**Your instructions**
Whenever a line in the data holds the string "form", pull that line out.

**Task material**
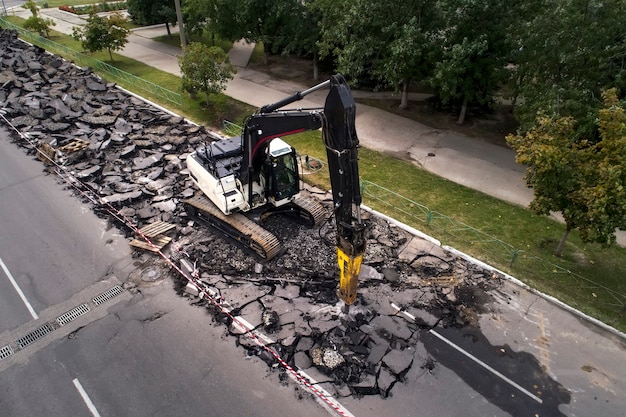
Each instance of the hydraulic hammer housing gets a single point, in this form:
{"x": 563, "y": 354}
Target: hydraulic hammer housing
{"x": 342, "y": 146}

--

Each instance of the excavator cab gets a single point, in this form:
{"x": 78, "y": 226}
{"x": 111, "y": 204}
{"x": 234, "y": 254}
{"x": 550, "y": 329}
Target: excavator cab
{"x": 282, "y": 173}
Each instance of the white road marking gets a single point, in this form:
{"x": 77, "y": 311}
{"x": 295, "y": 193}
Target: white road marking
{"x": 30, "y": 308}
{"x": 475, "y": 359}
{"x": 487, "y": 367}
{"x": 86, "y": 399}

**Response area**
Each instance of the hydraulic hammer housing gets a single point, in this form:
Each instance of the excavator cab gets a single point, in this form:
Each instance of the white road marking gets a single point, in this form:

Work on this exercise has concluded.